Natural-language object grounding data
******

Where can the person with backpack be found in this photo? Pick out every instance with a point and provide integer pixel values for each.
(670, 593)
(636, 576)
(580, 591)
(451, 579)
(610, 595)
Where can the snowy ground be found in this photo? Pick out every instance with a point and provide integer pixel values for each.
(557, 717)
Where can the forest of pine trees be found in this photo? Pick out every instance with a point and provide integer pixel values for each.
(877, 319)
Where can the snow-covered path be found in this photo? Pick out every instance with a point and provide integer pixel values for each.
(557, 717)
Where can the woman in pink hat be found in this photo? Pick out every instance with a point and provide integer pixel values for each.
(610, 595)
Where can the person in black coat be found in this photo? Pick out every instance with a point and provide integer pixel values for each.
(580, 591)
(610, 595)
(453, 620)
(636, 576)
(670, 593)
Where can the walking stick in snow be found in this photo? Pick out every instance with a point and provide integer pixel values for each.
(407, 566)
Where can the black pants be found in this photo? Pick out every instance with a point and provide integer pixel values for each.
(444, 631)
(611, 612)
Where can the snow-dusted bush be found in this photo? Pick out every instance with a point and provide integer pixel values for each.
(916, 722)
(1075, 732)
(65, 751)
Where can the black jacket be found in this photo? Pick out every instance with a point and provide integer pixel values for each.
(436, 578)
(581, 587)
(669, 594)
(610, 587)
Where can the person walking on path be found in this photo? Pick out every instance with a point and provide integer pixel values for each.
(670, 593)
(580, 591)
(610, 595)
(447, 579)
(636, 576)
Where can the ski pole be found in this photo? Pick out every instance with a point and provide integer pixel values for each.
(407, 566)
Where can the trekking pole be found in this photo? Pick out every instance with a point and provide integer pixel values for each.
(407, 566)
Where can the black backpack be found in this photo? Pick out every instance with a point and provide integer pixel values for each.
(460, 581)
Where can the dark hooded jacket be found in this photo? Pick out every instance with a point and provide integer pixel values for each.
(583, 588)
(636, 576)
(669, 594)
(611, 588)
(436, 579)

******

▶ _Task to carry out_
Every entry should be given again exactly as written.

▶ _Result below_
Where can the person with backpack be found in this photo? Pick out every instance with a point and provide integer pixel values for each.
(670, 593)
(636, 576)
(580, 591)
(451, 579)
(610, 595)
Where can the snowy ground be found in this photo? Pick out every instance with a point and provide integer pixel values for each.
(557, 717)
Where can the forest of pine trees be found in this photo? Pick out every instance with a point and provide integer pixel values for each.
(877, 319)
Where can the snow-covered path be found in this photo? Pick out every instance with a point and provide integer pixel values for each.
(557, 717)
Where can the woman in pink hat be found in this photo? Pick out every instance with a point and provide integer pixel values for each.
(610, 595)
Where can the person in black coat be found in this photo? Pick out every instance with a point and provide integer pixel values for each.
(580, 591)
(610, 595)
(453, 620)
(636, 576)
(670, 593)
Where can the walking stick in snow be found in this photo? Pick out every instance with a point and provide integer pixel values for each.
(407, 566)
Where can the black pants be found in this photo? Pick out every instance with a point and provide integer pixel values for each.
(444, 631)
(611, 612)
Where can the snow-dusted bush be found in this photo? Pick out every instance with a point and provide integer pixel values for each.
(916, 722)
(1075, 732)
(65, 751)
Where can the black jacket be found in this photo? Pick out every instance with a point and provide integer pixel values for each.
(436, 578)
(581, 587)
(669, 594)
(610, 587)
Where can the person walking on path be found in this photo? Pick out every instance with a point and provide integer pixel values for each.
(670, 593)
(580, 591)
(610, 595)
(447, 579)
(636, 576)
Where can the ski pole be found in this photo? Pick out every instance with a point and provide integer pixel values for each.
(407, 566)
Where can the trekking pole be found in this photo? Pick out every instance with a point and provide integer pixel values for each.
(407, 566)
Where can the black backpack be found in this photo? Pick out every instance with a point and provide integer pixel values for each.
(460, 581)
Where can the dark hooded jacket be found in this photo? Pick out every instance with a point and provide integer pixel values for each.
(583, 588)
(636, 576)
(669, 594)
(611, 588)
(436, 579)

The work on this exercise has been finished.